> TRAVAIL DEMANDÉ:
**1.** Résumez en deux phrases le texte sur la calenture.
**2.** Redonnez tel quel, dans le texte sur la calenture, le passage qui va de « S. f. (Médecine) » jusqu'à « de la traiter. ».
**3.** Poursuivez le texte sur la calenture à partir de sa dernière phrase.

> TEXTE D'ÉTUDE:
● ● ● ●

S. f. (Médecine) espèce de fièvre accompagnée d'un délire subit, commune à ceux qui font des voyages de long cours dans des climats chauds, et surtout à ceux qui passent sous la ligne.

L'histoire suivante donnera une idée de cette maladie, et de la manière de la traiter.

Un matelot âgé de trente à quarante ans, assez grand, mais fluet, fut attaqué d'une calenture si violente, que quatre de ses camarades suffisaient à peine pour le retenir : il s'écriait de temps en temps qu'il voulait aller dans les champs : il avait la vue égarée, furieuse ; son corps était dans une chaleur brulante, et son pouls fort déréglé, sans aucune vibration distincte. Le chirurgien du vaisseau tâcha de le saigner : mais quoique la veine du bras fût assez ouverte, il n'en put jamais tirer une once de sang ; on lui ouvrit la veine du front avec aussi peu de succès ; on passa à la jugulaire, il en sortit deux onces de sang fleuri, après quoi il cessa de couler, quoique l'ouverture fût assez large ; on répéta les saignées, on en tirait de trois ouvertures à la fois ; le sang coulait plus librement à mesure que les vaisseaux se vuidaient. Après une évacuation considérable, la fièvre diminua de même que l'agitation ; le malade avait la vue moins égarée, il ne criait plus ; le pouls devint plus régulier, la chaleur se modéra, et la fureur se ralentit, de façon qu'un seul homme suffisait pour le contenir. On lui tira environ cinquante onces de sang par les trois ouvertures dont on a parlé : l'ayant fait coucher, on lui donna une once de sirop de diacode dans un verre d'eau d'orge ; après quoi il dormit fort tranquillement pendant quelques heures, et ne sentit en s'éveillant qu'une faiblesse qui venait du sang qu'on lui avait tiré, et un malaise par tout le corps produit apparemment par la violence des convulsions qu'il avait eues, et des efforts qu'il avait faits pour s'échapper.

Il est vraisemblable que quand les matelots sont attaqués de cette chaleur violente et de cette maladie, ce qui leur arrive ordinairement pendant la nuit, ils se lèvent, s'en vont sur le bord, et se jettent dans la mer, croyant aller dans les prés ; ce qui rend cette conjecture d'autant plus vraisemblable, c'est que dans la mer Méditerranée, il arrive souvent en été dans des temps chauds, que des gens de mer disparaissent sans qu'on sache ce qu'ils sont devenus ; ceux qui restent dans le bâtiment, pensent que tous ceux qui disparaissent ainsi se sont sauvés sans qu'on s'en soit aperçu. Quant à celui dont il est parlé ci-dessus, le médecin apprit d'un de ses camarades, qu'ayant soupçonné son dessein, il l'avait saisi, comme il était sur le point de s'élancer dans l'eau, et qu'on l'avait conservé par ce moyen. Si les calentures sont plus fréquentes pendant la nuit que pendant le jour, c'est qu'alors les bâtiments sont plus fermés et reçoivent moins d'air. Philosoph. transact. abr. vol. IV. par le docteur Olivier.

● ● ● ●

> INFORMATIONS AFFICHÉES:
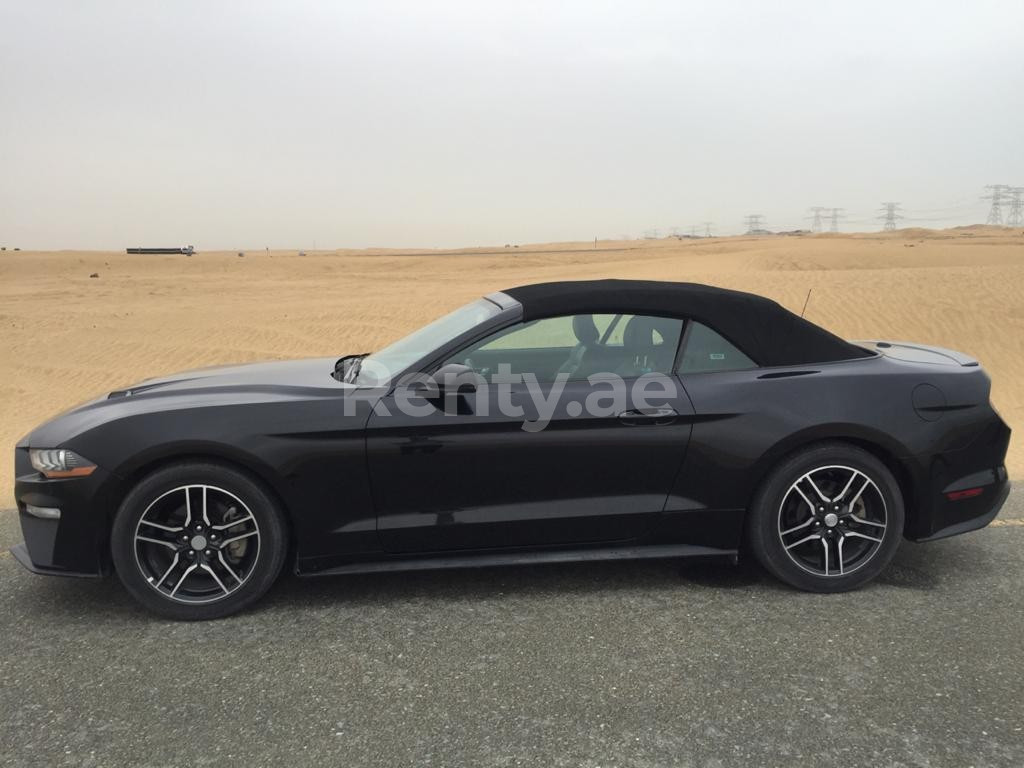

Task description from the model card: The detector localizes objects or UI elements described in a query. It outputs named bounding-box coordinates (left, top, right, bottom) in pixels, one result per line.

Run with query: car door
left=367, top=315, right=693, bottom=553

● ● ● ●

> RÉPONSES PAR POINT:
**1.** La calenture est une fièvre accompagnée d'un délire subit, fréquente chez ceux qui font de longs voyages dans des climats chauds, surtout quand ils passent sous la ligne. Le texte raconte le cas d'un matelot pris d'une fureur violente, calmé par de fortes saignées puis par du sirop de diacode, et suppose que des marins atteints la nuit se jettent à la mer en croyant aller dans les prés.

**2.**
S. f. (Médecine) espèce de fièvre accompagnée d'un délire subit, commune à ceux qui font des voyages de long cours dans des climats chauds, et surtout à ceux qui passent sous la ligne.

L'histoire suivante donnera une idée de cette maladie, et de la manière de la traiter.

**3.**
Le docteur Shaw veut qu'on traite cette maladie de la manière suivante.

Il faut tâcher de procurer du repos : on donnera de l'eau d'orge avec du vin blanc ; on proscrira la bière, et toute liqueur spiritueuse, et on prescrira un régime faible et liquide. Le premier pas qu'on ait à faire dans la cure, c'est de saigner ; il arrive assez souvent que les vaisseaux sont pleins d'un sang si épais, qu'on est obligé d'en ouvrir plusieurs pour évacuer assez de sang ; la veine jugulaire est préférable à celle du bras. Huit ou dix heures après la saignée, on donnera l'émétique, on appliquera au cou un large épispastique, on reviendra à la saignée aussi-tôt qu'on le pourra ; le soir lorsque le malade sera prêt à reposer, on lui donnera un parégorique.

Si la maladie est suffisamment calmée, on ordonnera le purgatif doux qui suit.

Prenez feuilles de séné deux gros et demi, rhubarbe un demi-gros, sel de tartre un demi-scrupule, graine de coriandre broyée un scrupule ; faites infuser le tout dans suffisante quantité d'eau de fontaine ; et sur deux onces et demie de la liqueur passée, ajoutez sirop solutif de rose six gros ; sirop de corne de cerf deux gros ; esprit de nitre dulcifié, sel volatil huileux, de chacun trente gouttes. Faites-en une potion que le malade prendra deux ou trois fais, selon que la maladie l'exigera, et en gardant un régime exact.